_Problem to solve_
Extract the data exactly, missing nothing.
━━━━━━━━━━━━━━━━
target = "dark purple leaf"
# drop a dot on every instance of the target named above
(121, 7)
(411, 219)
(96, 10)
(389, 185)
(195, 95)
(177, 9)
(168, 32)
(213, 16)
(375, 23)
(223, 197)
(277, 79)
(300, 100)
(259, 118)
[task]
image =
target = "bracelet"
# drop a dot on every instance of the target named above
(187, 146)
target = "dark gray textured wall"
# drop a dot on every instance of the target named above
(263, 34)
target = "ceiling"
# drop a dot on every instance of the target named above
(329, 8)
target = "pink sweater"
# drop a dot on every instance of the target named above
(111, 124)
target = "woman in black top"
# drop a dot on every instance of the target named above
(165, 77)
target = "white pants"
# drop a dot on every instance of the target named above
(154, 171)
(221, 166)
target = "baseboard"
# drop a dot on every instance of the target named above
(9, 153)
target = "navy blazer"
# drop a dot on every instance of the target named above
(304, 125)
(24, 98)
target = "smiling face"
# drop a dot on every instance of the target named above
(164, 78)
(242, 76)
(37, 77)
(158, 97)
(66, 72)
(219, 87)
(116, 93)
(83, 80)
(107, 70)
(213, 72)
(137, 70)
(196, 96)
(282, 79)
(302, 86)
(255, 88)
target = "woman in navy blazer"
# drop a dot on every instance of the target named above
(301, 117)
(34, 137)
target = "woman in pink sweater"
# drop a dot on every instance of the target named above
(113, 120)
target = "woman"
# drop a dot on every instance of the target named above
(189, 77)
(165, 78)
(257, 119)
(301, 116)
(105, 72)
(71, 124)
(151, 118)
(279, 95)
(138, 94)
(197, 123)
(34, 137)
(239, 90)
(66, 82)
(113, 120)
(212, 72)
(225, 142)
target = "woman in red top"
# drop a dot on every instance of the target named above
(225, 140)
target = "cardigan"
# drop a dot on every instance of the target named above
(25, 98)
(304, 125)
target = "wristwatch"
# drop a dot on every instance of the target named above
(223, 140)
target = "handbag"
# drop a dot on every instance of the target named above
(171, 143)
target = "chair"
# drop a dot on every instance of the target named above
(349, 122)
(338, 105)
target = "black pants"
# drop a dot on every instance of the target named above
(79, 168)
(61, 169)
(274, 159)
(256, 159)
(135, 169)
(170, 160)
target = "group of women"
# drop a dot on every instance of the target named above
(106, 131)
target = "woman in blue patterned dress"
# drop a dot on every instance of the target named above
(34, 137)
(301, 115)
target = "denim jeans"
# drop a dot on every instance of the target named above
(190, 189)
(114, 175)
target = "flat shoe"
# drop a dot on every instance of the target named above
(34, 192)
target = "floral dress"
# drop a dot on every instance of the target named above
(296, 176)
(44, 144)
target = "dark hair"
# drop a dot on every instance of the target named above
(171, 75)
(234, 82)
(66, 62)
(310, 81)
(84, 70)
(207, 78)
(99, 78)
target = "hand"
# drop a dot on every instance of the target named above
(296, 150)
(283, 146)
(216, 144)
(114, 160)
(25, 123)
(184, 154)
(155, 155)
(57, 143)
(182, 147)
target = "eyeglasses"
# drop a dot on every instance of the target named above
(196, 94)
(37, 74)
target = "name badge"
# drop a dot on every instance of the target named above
━━━━━━━━━━━━━━━━
_Exercise solution_
target = "dark purple leaf"
# drop a dot on every instance of the target named above
(121, 7)
(411, 219)
(96, 10)
(389, 185)
(195, 95)
(177, 9)
(168, 32)
(213, 16)
(375, 23)
(223, 197)
(277, 79)
(300, 100)
(259, 118)
[task]
image =
target = "bracelet"
# drop a dot on every instance of the target named above
(187, 146)
target = "dark gray textured wall"
# drop a dot on every instance of the target named above
(263, 34)
target = "ceiling"
# drop a dot on every instance of the target named above
(329, 8)
target = "pink sweater"
# drop a dot on every instance of the target named above
(111, 124)
target = "woman in black top"
# drop a dot on every instance of the target named above
(165, 77)
target = "white pants"
# drop a dot on every instance of the target named above
(154, 171)
(221, 166)
target = "baseboard"
# drop a dot on every instance of the target named above
(9, 153)
target = "navy blazer"
# drop a dot on every instance of the target named above
(304, 125)
(24, 98)
target = "smiling face"
# drop a dot on every instance of the target named above
(164, 78)
(242, 76)
(37, 77)
(158, 97)
(66, 72)
(219, 87)
(116, 93)
(83, 80)
(107, 70)
(213, 72)
(137, 70)
(196, 96)
(282, 79)
(302, 86)
(255, 88)
target = "woman in navy blazer"
# drop a dot on every instance of the target named above
(301, 117)
(34, 137)
target = "woman in pink sweater"
# drop a dot on every instance of the target named above
(113, 120)
target = "woman"
# drop a dot on every instance of the target named above
(189, 77)
(165, 78)
(257, 119)
(301, 116)
(105, 72)
(71, 124)
(151, 118)
(279, 95)
(138, 94)
(197, 123)
(34, 137)
(239, 90)
(66, 82)
(113, 120)
(212, 72)
(225, 142)
target = "woman in red top"
# drop a dot on every instance of the target named above
(225, 140)
target = "cardigan"
# drop a dot on every instance of the target named above
(25, 98)
(304, 125)
target = "wristwatch"
# drop a dot on every instance of the target named above
(223, 140)
target = "handbag"
# drop a dot on every instance of the target named above
(171, 143)
target = "chair"
# drop a dot on every instance of the target named above
(349, 122)
(338, 105)
target = "black pants"
# drop a dot on every instance of the target named above
(79, 168)
(61, 169)
(274, 159)
(256, 159)
(135, 169)
(170, 160)
target = "group of women"
# drop a dot on every instance of the target named above
(106, 131)
target = "woman in blue patterned dress"
# drop a dot on every instance of the target named above
(34, 137)
(301, 115)
target = "denim jeans"
# drop a dot on every instance of the target named above
(190, 189)
(114, 175)
target = "flat shoe"
# drop a dot on every instance of the target named above
(34, 192)
target = "floral dress"
# drop a dot on every instance of the target named above
(296, 176)
(44, 144)
target = "dark hair"
# drop a dot on every instance of the target named above
(171, 75)
(234, 82)
(66, 62)
(310, 81)
(84, 70)
(207, 78)
(99, 78)
target = "hand"
# drop a dot on every instance of the target named above
(296, 150)
(283, 146)
(216, 144)
(114, 160)
(25, 123)
(184, 154)
(155, 155)
(57, 143)
(182, 147)
target = "eyeglasses"
# drop a dot on every instance of the target named above
(196, 94)
(37, 74)
target = "name badge"
# drop a dot on every instance of the target named above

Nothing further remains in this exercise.